Records from a dataset:

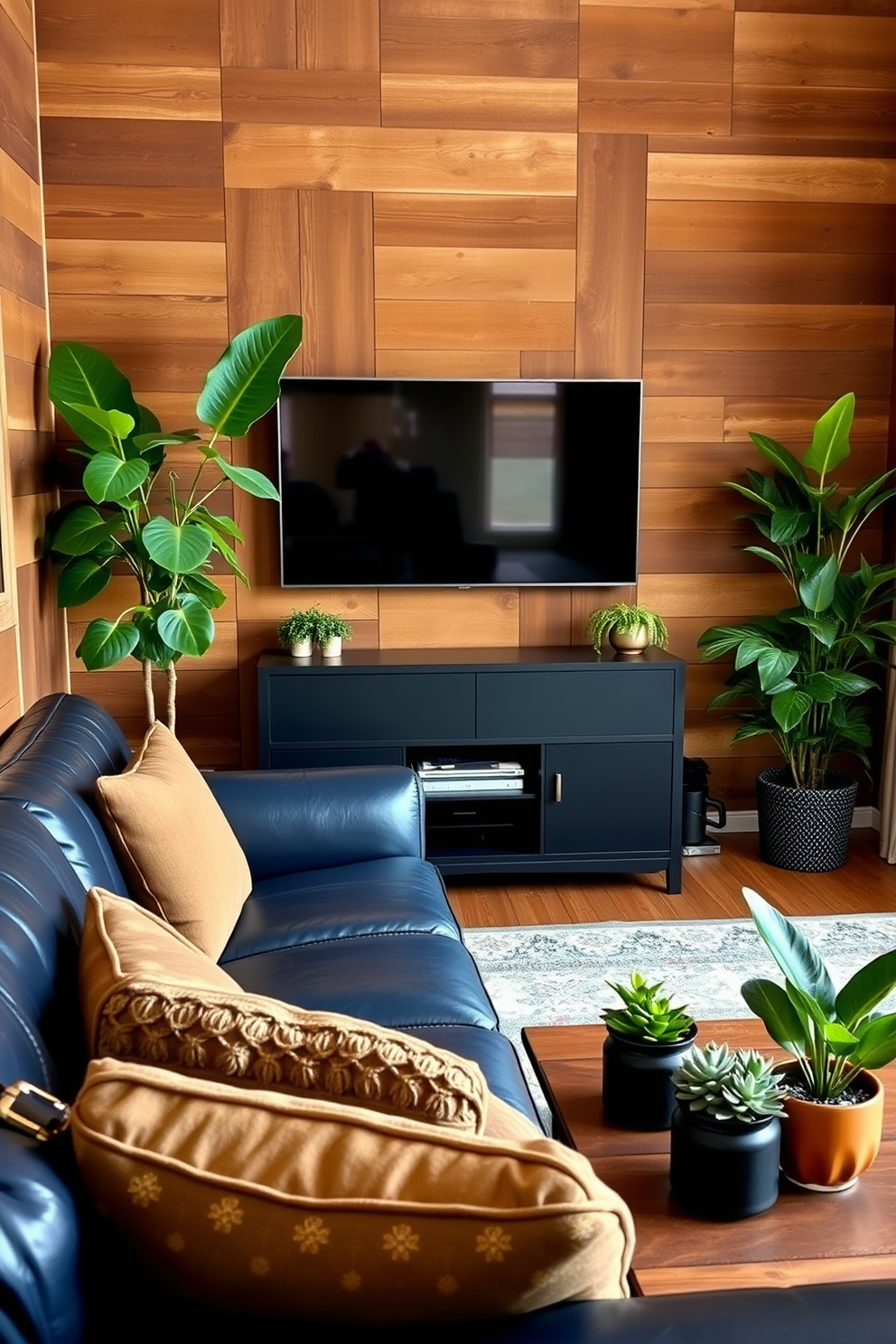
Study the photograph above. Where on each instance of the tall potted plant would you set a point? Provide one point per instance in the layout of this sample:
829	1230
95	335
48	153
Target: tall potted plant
835	1102
164	537
799	675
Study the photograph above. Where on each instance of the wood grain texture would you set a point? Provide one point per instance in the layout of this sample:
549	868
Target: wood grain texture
807	50
397	159
128	266
639	107
159	214
610	256
170	93
303	97
339	33
132	154
480	102
479	46
798	178
477	324
416	220
338	275
262	35
490	273
758	226
415	619
18	97
157	33
786	278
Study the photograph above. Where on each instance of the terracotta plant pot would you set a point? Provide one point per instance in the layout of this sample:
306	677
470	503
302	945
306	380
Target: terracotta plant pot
629	641
826	1148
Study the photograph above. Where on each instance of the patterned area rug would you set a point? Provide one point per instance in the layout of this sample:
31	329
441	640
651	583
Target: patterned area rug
550	975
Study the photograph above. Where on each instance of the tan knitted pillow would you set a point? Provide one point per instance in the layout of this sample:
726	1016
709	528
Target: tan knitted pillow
148	994
286	1206
176	845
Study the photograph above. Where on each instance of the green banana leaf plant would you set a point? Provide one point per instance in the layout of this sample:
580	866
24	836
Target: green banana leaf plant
167	537
832	1034
798	675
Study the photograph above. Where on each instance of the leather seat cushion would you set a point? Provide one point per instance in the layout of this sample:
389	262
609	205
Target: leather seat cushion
382	895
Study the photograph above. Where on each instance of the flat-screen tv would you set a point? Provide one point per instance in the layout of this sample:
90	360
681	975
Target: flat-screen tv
458	482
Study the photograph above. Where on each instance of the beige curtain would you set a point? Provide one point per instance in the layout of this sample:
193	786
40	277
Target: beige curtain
888	770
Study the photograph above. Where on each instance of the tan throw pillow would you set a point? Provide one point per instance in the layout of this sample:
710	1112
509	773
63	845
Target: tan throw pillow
148	994
286	1206
181	855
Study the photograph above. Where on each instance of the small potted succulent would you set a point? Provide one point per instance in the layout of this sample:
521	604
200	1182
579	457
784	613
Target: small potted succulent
295	632
330	632
629	630
835	1104
647	1041
725	1132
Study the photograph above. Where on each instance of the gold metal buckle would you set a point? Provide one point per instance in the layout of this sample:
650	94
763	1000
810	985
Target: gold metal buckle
33	1110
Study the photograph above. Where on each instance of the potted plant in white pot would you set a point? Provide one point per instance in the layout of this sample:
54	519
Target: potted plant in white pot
835	1104
137	519
647	1041
798	675
629	630
725	1134
295	632
330	632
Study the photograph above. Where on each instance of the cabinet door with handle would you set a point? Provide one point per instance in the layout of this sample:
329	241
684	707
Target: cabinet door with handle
607	798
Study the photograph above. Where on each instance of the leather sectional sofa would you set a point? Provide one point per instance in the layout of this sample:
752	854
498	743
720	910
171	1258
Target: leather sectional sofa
345	916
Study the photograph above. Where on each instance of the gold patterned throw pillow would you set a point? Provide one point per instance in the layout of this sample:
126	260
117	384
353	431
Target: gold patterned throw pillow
149	994
176	845
278	1204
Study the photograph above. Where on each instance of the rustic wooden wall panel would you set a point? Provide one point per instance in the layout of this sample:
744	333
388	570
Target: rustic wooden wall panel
410	175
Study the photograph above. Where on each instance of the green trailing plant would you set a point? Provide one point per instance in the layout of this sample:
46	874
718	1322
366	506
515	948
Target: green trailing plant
626	620
331	627
798	675
728	1084
647	1013
298	625
833	1034
138	519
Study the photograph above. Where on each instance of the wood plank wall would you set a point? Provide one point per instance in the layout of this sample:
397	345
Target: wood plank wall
33	648
697	191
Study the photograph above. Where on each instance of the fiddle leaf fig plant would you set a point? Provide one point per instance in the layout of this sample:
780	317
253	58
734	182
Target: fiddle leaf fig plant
833	1034
798	675
133	518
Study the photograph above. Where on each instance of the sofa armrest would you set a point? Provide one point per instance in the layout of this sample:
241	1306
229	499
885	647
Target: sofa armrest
295	820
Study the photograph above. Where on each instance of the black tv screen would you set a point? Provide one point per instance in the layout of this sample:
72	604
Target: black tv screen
458	482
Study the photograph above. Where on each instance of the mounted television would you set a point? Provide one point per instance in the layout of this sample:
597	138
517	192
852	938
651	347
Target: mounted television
458	482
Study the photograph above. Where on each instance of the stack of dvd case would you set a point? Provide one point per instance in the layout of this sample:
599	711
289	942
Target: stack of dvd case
450	774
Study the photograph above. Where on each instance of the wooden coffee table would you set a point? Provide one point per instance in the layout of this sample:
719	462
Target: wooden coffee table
805	1238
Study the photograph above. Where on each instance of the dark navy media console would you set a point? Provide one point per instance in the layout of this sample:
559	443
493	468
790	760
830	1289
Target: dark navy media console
600	738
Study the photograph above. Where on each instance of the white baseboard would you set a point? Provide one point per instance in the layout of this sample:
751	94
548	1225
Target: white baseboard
863	820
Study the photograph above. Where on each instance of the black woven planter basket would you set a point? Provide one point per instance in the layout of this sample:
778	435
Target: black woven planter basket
805	829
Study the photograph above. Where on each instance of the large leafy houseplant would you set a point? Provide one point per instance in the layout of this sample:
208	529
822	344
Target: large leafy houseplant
798	675
163	534
833	1034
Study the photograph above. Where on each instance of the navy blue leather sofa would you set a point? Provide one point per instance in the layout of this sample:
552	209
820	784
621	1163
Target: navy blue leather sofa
345	914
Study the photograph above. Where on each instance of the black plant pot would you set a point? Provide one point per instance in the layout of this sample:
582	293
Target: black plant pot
637	1079
805	829
723	1168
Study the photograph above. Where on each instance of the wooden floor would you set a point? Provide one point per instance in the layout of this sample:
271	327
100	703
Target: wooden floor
711	890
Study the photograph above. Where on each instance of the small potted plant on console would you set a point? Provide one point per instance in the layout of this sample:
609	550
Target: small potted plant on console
295	632
647	1041
629	630
330	632
835	1105
725	1132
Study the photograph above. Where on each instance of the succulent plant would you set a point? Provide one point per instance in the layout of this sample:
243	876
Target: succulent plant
647	1015
728	1084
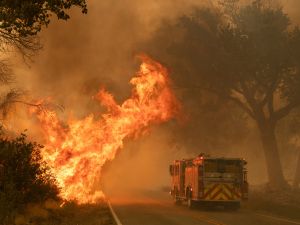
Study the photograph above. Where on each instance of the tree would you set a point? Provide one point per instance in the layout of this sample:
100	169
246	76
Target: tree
24	177
20	22
246	54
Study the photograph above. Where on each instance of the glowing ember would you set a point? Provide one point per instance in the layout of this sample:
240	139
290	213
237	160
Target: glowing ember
77	151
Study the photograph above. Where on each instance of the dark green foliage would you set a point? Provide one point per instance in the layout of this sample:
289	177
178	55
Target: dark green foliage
26	17
24	178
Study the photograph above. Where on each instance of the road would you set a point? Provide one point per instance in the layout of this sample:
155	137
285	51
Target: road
161	211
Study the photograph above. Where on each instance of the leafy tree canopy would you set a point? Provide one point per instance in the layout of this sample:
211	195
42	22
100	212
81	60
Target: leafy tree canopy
26	17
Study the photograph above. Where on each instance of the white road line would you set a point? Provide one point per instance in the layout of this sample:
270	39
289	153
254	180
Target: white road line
277	218
118	222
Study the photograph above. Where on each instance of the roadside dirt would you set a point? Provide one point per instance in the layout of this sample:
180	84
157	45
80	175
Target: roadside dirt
70	214
284	203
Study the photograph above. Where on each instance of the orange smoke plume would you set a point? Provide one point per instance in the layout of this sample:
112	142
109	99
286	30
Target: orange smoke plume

### Task instructions
Return every entry of the data above verbatim, with no images included.

### Output of the exercise
Study the photograph above. Where on each instance of the tall potted plant would you set a point? Provide one point per instance in the layout of this sample:
829	1230
95	335
48	153
Target: tall potted plant
835	1102
164	537
799	675
Study the photograph above. Where on each instance of the wood grain texture would you set a point? Provide one point per instance in the layout of this sample:
549	868
Target: wood grain texture
807	50
397	159
128	266
639	107
159	214
610	256
170	93
303	97
339	33
132	154
480	102
479	46
798	178
477	324
416	220
338	275
262	35
490	273
758	226
415	619
18	97
157	33
786	278
Study the photograph above. Where on each instance of the terracotta plant pot would you set a point? Provide one point per instance in the layout of this sample:
306	677
470	503
302	945
306	380
Target: terracotta plant pot
629	641
826	1148
Study the photograph above. Where on each instance of the patterned area rug would you set a point? Provide one point per instance in the layout of this sample:
31	329
441	640
651	583
Target: patterned area rug
550	975
Study the photograph above. Where on each instance of the tan knitted pillow would you set a point? Provide one point per instance in the layout of this sample:
726	1016
709	528
Target: tan knitted pillow
148	994
286	1206
176	845
Study the photograph above. Where on each instance of the green banana leaf plant would you set a point? Provide one point per instance in the layout of this sample:
580	866
24	836
Target: green banana leaf plant
167	537
832	1034
798	675
Study the photograph above. Where on each instance of the leather seat cushion would you set a point? Provide one point per instance in the layout of this sample:
389	262
609	205
Target: leather seat cushion
382	895
Study the photograph above. Where on each instance of the flat-screen tv would you set a point? Provide one point per instance in the layout of this sample:
90	360
681	975
Target: flat-screen tv
458	482
Study the photograph above. Where on each instance of the beige curtain would you set a point? Provide one point per instance in the layout of this sample:
193	786
40	277
Target: beige curtain
888	770
Study the photograph above. Where on each instance of the tan throw pillow would you set a point? Provide one point per instance in the layout of this sample:
710	1112
509	773
63	845
Target: tan throw pillow
148	994
286	1206
181	855
Study the photograph above. Where on each instance of the small potted succulent would you set a point? Provide one point per instance in the layout of this sample:
521	604
200	1182
579	457
784	613
Target: small potted succulent
295	632
330	632
629	630
835	1104
647	1041
725	1132
Study the photograph above. Where on each instance of the gold metal buckle would you set a point? Provide one point per instance in the layout of this sample:
650	94
763	1000
810	985
Target: gold metal buckle
33	1110
Study the photograph above. Where on each instance of the potted plant in white pot would you set a point? Provide one point per instance in the layout of this sample:
54	519
Target: potted plant in white pot
835	1104
137	519
647	1041
798	675
629	630
725	1134
295	632
330	632
Study the photograph above. Where on each instance of the cabinet door with handle would you set a point? Provide one point per instance in the layout of this sample:
329	241
684	707
Target: cabinet door with handle
607	798
Study the photograph above. Where on each instance of the leather sectional sofa would you set a point? Provide one point per instance in the layout of this sample:
752	854
498	743
720	910
171	1258
Target: leather sectional sofa
345	916
Study the photograph above. Where on each instance of the gold patterned throw pillow would you set a point? Provide one point per instance in the layout of this sample:
126	260
117	384
353	431
Target: gold patterned throw pillow
149	994
176	845
278	1204
Study the photograph above. Where on each instance of the rustic wooden wall panel would you set a point? Provide one point per instance in the layout of this sample:
744	333
388	570
Target: rustic wooden wall panel
410	175
Study the photograph above. Where on each instance of the green trailing plant would you set a point? Provide one point per instance in the layout of this sample:
46	874
718	1322
366	506
515	948
Target: green trailing plant
626	620
331	627
798	675
728	1084
647	1013
298	625
833	1034
138	519
Study the photograph above. Where on each instance of the wood plank wall would you set a point? Provide one point per instance in the layout of this sample:
397	345
Target: wood plank wall
33	648
697	191
Study the photograph above. Where on each instance of the fiddle leaf fig plant would you set a point? Provide one point per instance in the layout of this sample:
780	317
253	58
734	182
Target: fiddle leaf fig plant
833	1034
798	675
133	518
Study the photograph above. Where on each instance of the sofa armrest would you set a point? Provide one point per instance in the layout of this sample:
241	1306
229	499
885	647
Target: sofa armrest
295	820
Study the photograph above. Where on each instance of the black tv screen would you set a point? Provide one point per instance in the layout of this sample:
72	604
Target: black tv screen
458	482
Study the photograph above. Where on each instance of the mounted television would you set a point? Provide one point per instance in the layout of this sample:
597	138
517	192
852	938
651	347
Target: mounted television
458	482
Study the photograph above. Where on each instance of the stack of dvd case would you set a point? Provide one point per instance in the layout of this sample:
599	711
289	942
Target: stack of dvd case
450	774
Study the photograph above. Where on each instance of the wooden coffee table would you set a point? Provide one point per instance in the layout of this sample:
719	462
Target: wooden coffee table
805	1238
Study the photograph above. Where on each instance of the dark navy media console would you set a point? Provide one point per instance in the layout of this sample:
559	443
493	468
790	760
830	1289
Target: dark navy media console
600	738
Study the photograph above. Where on each instance of the white baseboard would you set a point? Provide one point per instance in the layout of this sample:
751	94
548	1225
Target: white baseboard
863	820
Study the photograph above. Where on each instance of the black woven planter basket would you set a point? Provide one point per instance in the layout of this sample:
778	435
Target: black woven planter basket
805	829
Study the photograph above. Where on each instance of the large leafy houseplant would you set a point? Provide one point per instance in the layout of this sample:
208	529
822	344
Target: large leafy houseplant
798	675
163	534
833	1034
Study the photograph above. Where on each instance of the navy blue leather sofa would you set a point? Provide one point per instance in the layout of this sample:
552	209
820	784
621	1163
Target: navy blue leather sofa
345	914
Study the photograph above. Where on each instance of the black plant pot would you set a point? Provide one point per instance in the layout of this sample:
582	293
Target: black plant pot
637	1079
805	829
723	1168
Study the photograph above. Where on each instance of the wooden floor would you set a point? Provide one point per instance in the layout of this sample:
271	327
100	703
Target: wooden floor
711	890
Study the photograph above. Where on each instance of the small potted plant on console would you set a point? Provide one point per instance in the layout of this sample:
609	550
Target: small potted plant on console
295	632
647	1041
629	630
330	632
835	1105
725	1132
Study the photograph above. Where on each instance of the succulent plant would you set a point? Provide one point per instance in the layout of this sample:
243	876
Target: succulent plant
647	1015
728	1084
Study the photograph above. Where on each instance of the tree would you set a point? Provide one point per instance in the layout of this sample:
100	169
246	76
Target: tree
24	177
20	22
246	54
Study the photograph above. Where on each instance of the glowing ember would you set a point? Provide one point per instance in the layout of this sample:
240	139
290	213
237	160
Target: glowing ember
77	151
Study the photograph above. Where on each instance of the dark green foliage would you set a point? Provide one point per instance in the layout of this sample:
289	177
178	55
Target: dark green foliage
26	17
24	178
Study the photograph above. Where on each instance of the road would you set a point? Provide one point per instance in the layout of this sample:
155	137
285	51
Target: road
161	211
Study the photograph above. Where on each instance of the leafy tree canopy would you set a point? Provide one point per instance in the layout of this sample:
211	195
42	22
100	212
81	60
Target: leafy tree canopy
26	17
Study the photograph above. Where on each instance of the white road line would you set a point? Provide one point per instance in the layout of this sample:
270	39
289	153
254	180
Target: white road line
277	218
118	222
Study the photograph above. Where on each instance of the roadside dirt would you set a point? Provide one point per instance in the layout of this sample:
180	84
157	45
80	175
Target: roadside dirt
70	214
284	203
Study the photograph above. Where on each instance of the orange smoke plume would you set a point? Provide one point per instance in the layout of this sample:
112	142
109	99
286	30
Target: orange smoke plume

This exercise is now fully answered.